Entries from an annotation dataset

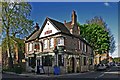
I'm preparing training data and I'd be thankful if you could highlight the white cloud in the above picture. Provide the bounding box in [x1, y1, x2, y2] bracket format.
[104, 2, 110, 6]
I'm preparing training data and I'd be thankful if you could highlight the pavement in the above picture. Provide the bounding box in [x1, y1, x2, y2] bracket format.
[3, 71, 94, 77]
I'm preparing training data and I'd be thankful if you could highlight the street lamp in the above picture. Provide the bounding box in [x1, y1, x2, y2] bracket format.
[53, 46, 58, 66]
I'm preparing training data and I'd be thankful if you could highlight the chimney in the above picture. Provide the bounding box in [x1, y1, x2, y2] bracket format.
[34, 23, 39, 31]
[72, 10, 77, 25]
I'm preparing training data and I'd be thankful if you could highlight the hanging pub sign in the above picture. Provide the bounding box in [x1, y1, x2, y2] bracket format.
[44, 30, 52, 35]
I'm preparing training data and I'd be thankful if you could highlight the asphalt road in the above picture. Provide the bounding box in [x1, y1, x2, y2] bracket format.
[2, 67, 120, 80]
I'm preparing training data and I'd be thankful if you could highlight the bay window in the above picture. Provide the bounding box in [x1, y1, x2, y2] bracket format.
[43, 40, 48, 49]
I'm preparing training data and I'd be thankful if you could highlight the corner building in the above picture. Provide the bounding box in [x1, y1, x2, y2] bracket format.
[25, 11, 94, 74]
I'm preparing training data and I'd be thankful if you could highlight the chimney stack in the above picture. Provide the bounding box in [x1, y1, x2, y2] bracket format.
[72, 10, 77, 25]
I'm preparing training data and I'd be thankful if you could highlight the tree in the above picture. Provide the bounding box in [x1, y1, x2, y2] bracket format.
[86, 16, 116, 54]
[2, 2, 33, 68]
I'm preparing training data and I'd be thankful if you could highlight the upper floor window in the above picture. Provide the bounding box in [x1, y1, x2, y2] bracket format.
[28, 43, 32, 51]
[43, 40, 48, 49]
[57, 37, 64, 46]
[34, 43, 40, 50]
[50, 38, 54, 48]
[81, 42, 84, 51]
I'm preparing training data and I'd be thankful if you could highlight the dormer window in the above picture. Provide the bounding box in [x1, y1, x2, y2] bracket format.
[43, 40, 48, 49]
[28, 43, 32, 51]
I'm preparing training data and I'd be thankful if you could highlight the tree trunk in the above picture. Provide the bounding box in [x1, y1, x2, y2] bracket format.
[6, 28, 13, 68]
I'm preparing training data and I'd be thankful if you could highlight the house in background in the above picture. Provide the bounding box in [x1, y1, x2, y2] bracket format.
[25, 11, 94, 73]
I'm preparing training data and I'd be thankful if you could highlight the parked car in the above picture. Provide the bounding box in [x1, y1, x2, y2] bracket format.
[97, 64, 107, 70]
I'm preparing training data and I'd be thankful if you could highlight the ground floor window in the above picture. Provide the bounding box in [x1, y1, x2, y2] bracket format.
[28, 57, 36, 68]
[42, 55, 52, 66]
[58, 55, 64, 66]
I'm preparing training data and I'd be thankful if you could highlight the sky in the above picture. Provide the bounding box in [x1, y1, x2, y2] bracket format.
[30, 2, 118, 57]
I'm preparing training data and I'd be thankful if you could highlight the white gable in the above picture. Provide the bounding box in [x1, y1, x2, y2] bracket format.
[39, 21, 59, 38]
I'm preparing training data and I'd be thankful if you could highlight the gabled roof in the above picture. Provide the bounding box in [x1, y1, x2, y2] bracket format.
[65, 21, 73, 30]
[40, 17, 70, 34]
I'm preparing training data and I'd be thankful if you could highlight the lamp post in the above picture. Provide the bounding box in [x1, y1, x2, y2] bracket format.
[33, 49, 36, 70]
[53, 46, 58, 66]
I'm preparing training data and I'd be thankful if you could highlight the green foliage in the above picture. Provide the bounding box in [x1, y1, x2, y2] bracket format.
[1, 2, 33, 67]
[79, 24, 110, 53]
[2, 2, 33, 37]
[86, 16, 116, 54]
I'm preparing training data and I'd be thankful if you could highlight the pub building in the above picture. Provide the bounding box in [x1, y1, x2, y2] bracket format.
[25, 10, 94, 74]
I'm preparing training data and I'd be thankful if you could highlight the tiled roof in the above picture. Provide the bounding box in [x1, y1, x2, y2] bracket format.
[47, 18, 70, 34]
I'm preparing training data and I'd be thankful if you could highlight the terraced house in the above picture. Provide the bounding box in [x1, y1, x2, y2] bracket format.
[25, 11, 93, 73]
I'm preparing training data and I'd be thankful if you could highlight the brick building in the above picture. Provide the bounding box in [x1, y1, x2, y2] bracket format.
[25, 11, 93, 73]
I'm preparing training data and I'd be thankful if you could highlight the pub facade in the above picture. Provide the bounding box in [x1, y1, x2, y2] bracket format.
[25, 11, 94, 74]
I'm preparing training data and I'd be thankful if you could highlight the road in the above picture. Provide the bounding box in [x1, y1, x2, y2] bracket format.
[3, 67, 120, 80]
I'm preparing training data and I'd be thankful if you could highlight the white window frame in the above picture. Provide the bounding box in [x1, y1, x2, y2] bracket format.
[43, 39, 48, 49]
[49, 38, 54, 48]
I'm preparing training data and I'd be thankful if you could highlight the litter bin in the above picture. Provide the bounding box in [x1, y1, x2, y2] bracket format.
[54, 66, 60, 75]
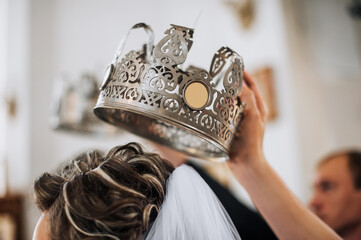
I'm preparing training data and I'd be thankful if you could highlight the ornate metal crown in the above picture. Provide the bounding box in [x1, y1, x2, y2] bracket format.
[94, 23, 244, 160]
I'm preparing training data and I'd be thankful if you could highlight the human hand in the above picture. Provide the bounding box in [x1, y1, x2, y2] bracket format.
[228, 71, 268, 169]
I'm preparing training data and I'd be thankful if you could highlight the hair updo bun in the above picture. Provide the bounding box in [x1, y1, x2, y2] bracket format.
[34, 143, 174, 240]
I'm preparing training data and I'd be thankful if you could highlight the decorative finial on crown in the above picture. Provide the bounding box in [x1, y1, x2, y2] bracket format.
[94, 23, 244, 160]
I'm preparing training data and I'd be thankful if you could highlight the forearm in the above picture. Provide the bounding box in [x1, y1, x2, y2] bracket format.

- [WHAT YOU NEED TO DO]
Reproduce word for word every line of the entries from the one containing "the tree in" down to the one containing "[6, 28, 13, 68]", including both of those lines.

- [ANSWER IN FULL]
I'm preparing training data and I'd be thankful if you could highlight the tree in the above picture. Provide the bounding box in [x1, y1, x2, y2] bracket format.
[86, 16, 116, 54]
[2, 2, 33, 68]
I'm preparing training data and I'd be thankful if you could highlight the upper floor window in the above picture. Provide the bounding box in [x1, y1, x2, y2] bracket format.
[28, 43, 32, 51]
[43, 40, 48, 49]
[57, 37, 64, 46]
[34, 43, 40, 50]
[50, 38, 54, 48]
[81, 42, 84, 51]
I'm preparing training data and I'd be thankful if you could highlight the dormer window in the above picture. Provide the bounding box in [x1, y1, x2, y2] bracket format.
[43, 40, 48, 49]
[28, 43, 32, 51]
I'm preparing training data and I'd be thankful if you could highlight the tree trunk in the above picture. Provide the bounding box in [x1, y1, x2, y2] bracket format.
[6, 28, 13, 68]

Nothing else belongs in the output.